(ASSIGNED TASK):
Reproduce the records in full. Alter nothing.

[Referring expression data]
_ _ _ _
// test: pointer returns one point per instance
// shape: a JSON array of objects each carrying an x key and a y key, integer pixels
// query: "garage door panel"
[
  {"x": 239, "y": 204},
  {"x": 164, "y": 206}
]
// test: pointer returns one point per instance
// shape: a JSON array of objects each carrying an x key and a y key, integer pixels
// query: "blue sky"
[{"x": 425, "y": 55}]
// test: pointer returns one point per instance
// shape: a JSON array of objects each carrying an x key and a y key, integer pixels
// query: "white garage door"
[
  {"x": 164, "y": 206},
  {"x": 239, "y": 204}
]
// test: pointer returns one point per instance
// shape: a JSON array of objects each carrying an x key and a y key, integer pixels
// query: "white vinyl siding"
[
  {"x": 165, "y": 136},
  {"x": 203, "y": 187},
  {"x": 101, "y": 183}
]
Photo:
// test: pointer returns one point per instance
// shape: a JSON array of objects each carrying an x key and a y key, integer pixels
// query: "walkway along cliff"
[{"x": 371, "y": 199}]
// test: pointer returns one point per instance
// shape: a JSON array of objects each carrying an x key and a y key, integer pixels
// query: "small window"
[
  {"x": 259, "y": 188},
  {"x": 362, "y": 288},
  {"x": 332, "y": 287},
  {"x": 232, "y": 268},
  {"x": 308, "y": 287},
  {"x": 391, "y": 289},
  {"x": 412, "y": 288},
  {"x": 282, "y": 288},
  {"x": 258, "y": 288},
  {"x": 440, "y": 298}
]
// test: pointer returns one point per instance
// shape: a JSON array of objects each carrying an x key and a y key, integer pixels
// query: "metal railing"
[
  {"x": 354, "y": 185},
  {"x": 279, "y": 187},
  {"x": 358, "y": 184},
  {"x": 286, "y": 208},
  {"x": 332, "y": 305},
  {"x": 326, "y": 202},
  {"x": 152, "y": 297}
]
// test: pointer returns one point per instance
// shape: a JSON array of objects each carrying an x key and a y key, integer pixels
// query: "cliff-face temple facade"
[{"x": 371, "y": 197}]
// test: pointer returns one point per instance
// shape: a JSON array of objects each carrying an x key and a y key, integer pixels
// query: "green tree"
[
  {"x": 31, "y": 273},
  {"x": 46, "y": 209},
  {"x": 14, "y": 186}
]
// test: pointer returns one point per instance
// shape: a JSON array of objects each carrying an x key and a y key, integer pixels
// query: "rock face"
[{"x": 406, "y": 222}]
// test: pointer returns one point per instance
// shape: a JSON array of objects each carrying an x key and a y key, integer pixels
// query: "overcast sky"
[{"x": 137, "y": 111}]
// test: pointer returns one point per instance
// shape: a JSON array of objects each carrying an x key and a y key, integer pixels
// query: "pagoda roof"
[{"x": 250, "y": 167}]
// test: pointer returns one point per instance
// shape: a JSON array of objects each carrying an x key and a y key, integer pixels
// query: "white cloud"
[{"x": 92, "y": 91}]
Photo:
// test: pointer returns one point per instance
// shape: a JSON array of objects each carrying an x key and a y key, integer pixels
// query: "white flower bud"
_ _ _ _
(EXPECTED OUTPUT):
// test: pointer returns one point per instance
// shape: a JSON array of objects each carrying an x key and a y key, integer pixels
// query: "garage door panel"
[
  {"x": 239, "y": 204},
  {"x": 164, "y": 206}
]
// test: pointer returns one point per instance
// shape: a JSON array of objects each carrying an x key and a y key, integer pixels
// query: "blue sky"
[{"x": 425, "y": 55}]
// test: pointer returns one point per instance
// shape: a JSON array of objects each carrying an x key and a y key, integer pixels
// query: "white garage door"
[
  {"x": 164, "y": 206},
  {"x": 239, "y": 204}
]
// test: pointer returns one point per instance
// shape: a JSON array of objects each carrying an x key and a y key, integer pixels
// query: "white vinyl siding"
[
  {"x": 165, "y": 136},
  {"x": 203, "y": 187},
  {"x": 101, "y": 183}
]
Photo:
// test: pointer returns one point per instance
// shape: a JSON array of objects each carrying an x key and a y key, integer pixels
// query: "walkway along cliff"
[{"x": 371, "y": 199}]
// test: pointer returns one point per instance
// shape: a JSON array of objects each carrying an x key and a y key, integer pixels
// query: "small window"
[
  {"x": 259, "y": 188},
  {"x": 362, "y": 288},
  {"x": 332, "y": 287},
  {"x": 232, "y": 268},
  {"x": 308, "y": 287},
  {"x": 391, "y": 289},
  {"x": 412, "y": 288},
  {"x": 282, "y": 288},
  {"x": 258, "y": 288},
  {"x": 440, "y": 298}
]
// test: pointer returns one point per instance
// shape: a JSON array of objects each carrying an x key and a y key, integer pixels
// query: "metal railing"
[
  {"x": 354, "y": 185},
  {"x": 279, "y": 187},
  {"x": 358, "y": 184},
  {"x": 286, "y": 208},
  {"x": 332, "y": 305},
  {"x": 326, "y": 202},
  {"x": 152, "y": 297}
]
// test: pointer returns one point per instance
// shape: a JSON array of objects each carrying an x key and a y key, integer pixels
// query: "cliff-face temple facade"
[{"x": 371, "y": 197}]
// test: pointer returns one point per instance
// shape: a JSON array of objects each carrying an x key and a y key, integer pixels
// query: "green tree"
[
  {"x": 31, "y": 273},
  {"x": 46, "y": 209},
  {"x": 14, "y": 186}
]
// test: pointer returns one point per instance
// shape: a JSON array of objects each carrying an x key and a y key, integer pixels
// query: "rock face"
[{"x": 406, "y": 222}]
// test: pointer returns one point per instance
// shape: a JSON array of objects each carrying an x key and a y key, integer pixels
// query: "overcast sky"
[{"x": 137, "y": 111}]
// test: pointer returns one point per instance
// shape: a JSON array of objects each carrying an x key and a y key, integer pixels
// query: "pagoda roof"
[{"x": 250, "y": 167}]
// test: pointer returns one point per instance
// shape: a JSON array of objects each carrying an x key and a y key, integer pixels
// query: "white cloud"
[{"x": 92, "y": 91}]
Photo:
// test: pointer returns one point per instance
// shape: a JSON array of objects each carrying an x key and a y key, integer pixels
// query: "white flower bud"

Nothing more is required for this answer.